Task instructions | Show each line of the items below that contains the word "corresponding".

Supplied entries |
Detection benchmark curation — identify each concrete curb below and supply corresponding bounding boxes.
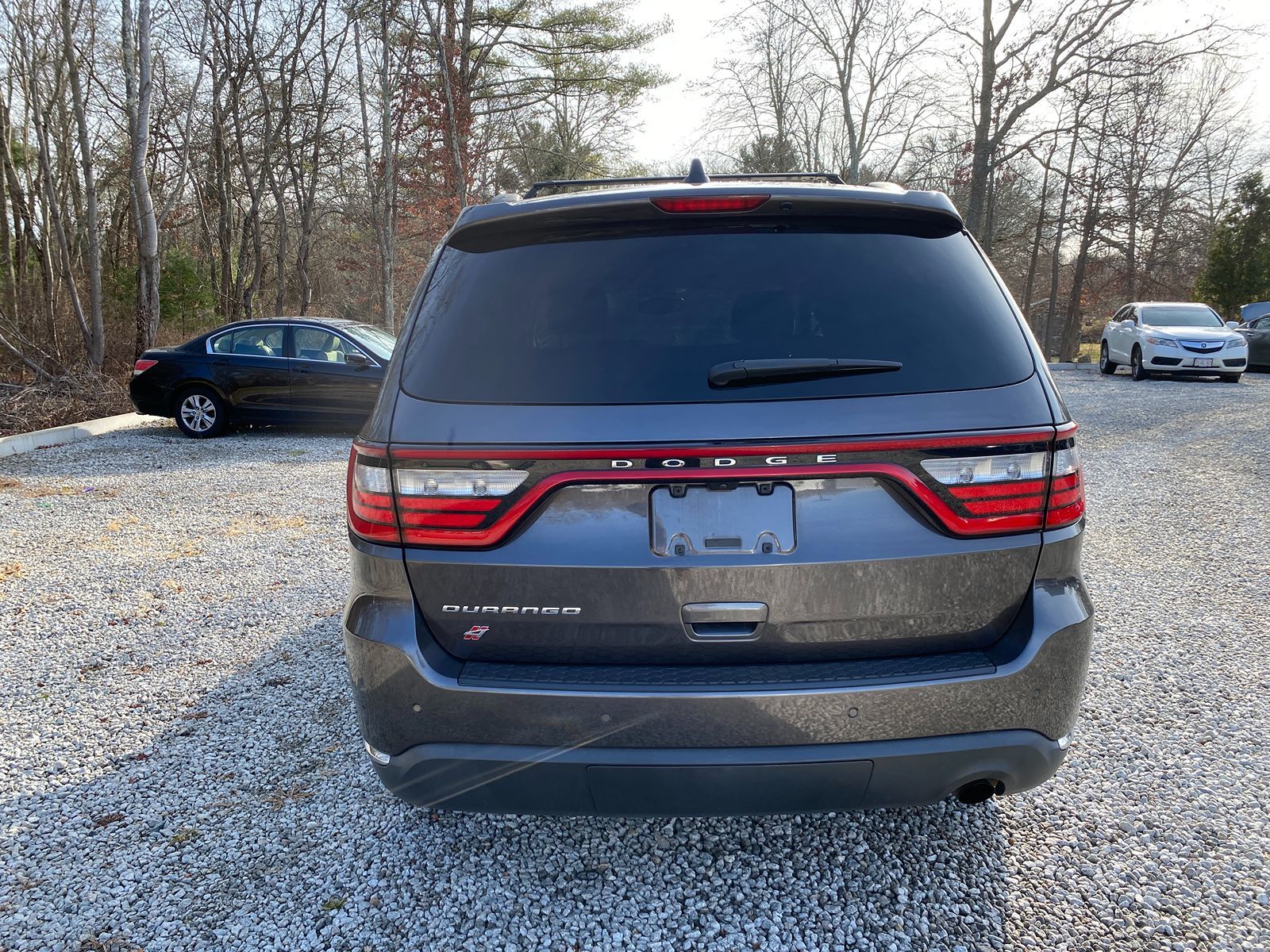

==

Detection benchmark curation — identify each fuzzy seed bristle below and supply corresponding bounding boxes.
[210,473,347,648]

---

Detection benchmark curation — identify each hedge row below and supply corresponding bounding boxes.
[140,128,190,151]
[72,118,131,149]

Result of the exercise |
Detection benchmark curation — identify each concrete curb below and supply corresponding bounding boxes.
Detection benchmark curation — identify each fuzzy seed bristle below and supply corresponding bounding boxes.
Detection benchmark curation — identify each hedge row below and supply corresponding bounding boxes.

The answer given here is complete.